## Requirement A
Reproduce the theater review from "Artists are often" to "take center stage.".
## Requirement B
Name every actor the theater review credits in the cast.
## Requirement C
Answer these questions from the theater review:
(i) Through what date does the Broom Street Theater production run?
(ii) Which company first performed the play, and in what year?
(iii) On what kind of building did Livia paint her mural?

Text segment START

Credit:Kurt McGinnis Brown

Artists are often portrayed as flaky, eccentric or even lazy people who care more about their work than their relationships. If you read a lot of fiction, you've seen these kinds of characters in supporting roles. Don't expect that from the Broom Street Theater production of Not the Artist (through March 9). Here, self-centered artists take center stage.

Not the Artist shows just how messed up a couple can get when they're not truly focused on one another. First performed by Milwaukee Chamber Theatre in 2008, the play centers on Ruley (Adam Williams) and Livia (Kate Boomsma), artists and lovers who dwell in an abandoned warehouse. At the beginning of the play, Ruley attempts to paint while crowds clamor for a glimpse of Livia, who has just been paroled.

We soon learn that Livia painted a sexually charged mural on an abortion clinic. Public outcry and graffiti charges resulted, along with a group of obsessive fans. An opportunistic agent named Smooch (Manny Jones) is now trying to profit from the controversy by convincing Livia to sign Ruley's work and pass it off as her own.

Text segment END
The data START

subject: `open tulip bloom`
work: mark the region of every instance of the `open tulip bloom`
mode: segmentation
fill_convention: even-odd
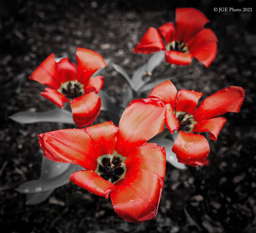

The data END

## Written solution A
Artists are often portrayed as flaky, eccentric or even lazy people who care more about their work than their relationships. If you read a lot of fiction, you've seen these kinds of characters in supporting roles. Don't expect that from the Broom Street Theater production of Not the Artist (through March 9). Here, self-centered artists take center stage.

## Written solution B
Adam Williams, Kate Boomsma, Manny Jones

## Written solution C
(i) March 9
(ii) Milwaukee Chamber Theatre, in 2008
(iii) An abortion clinic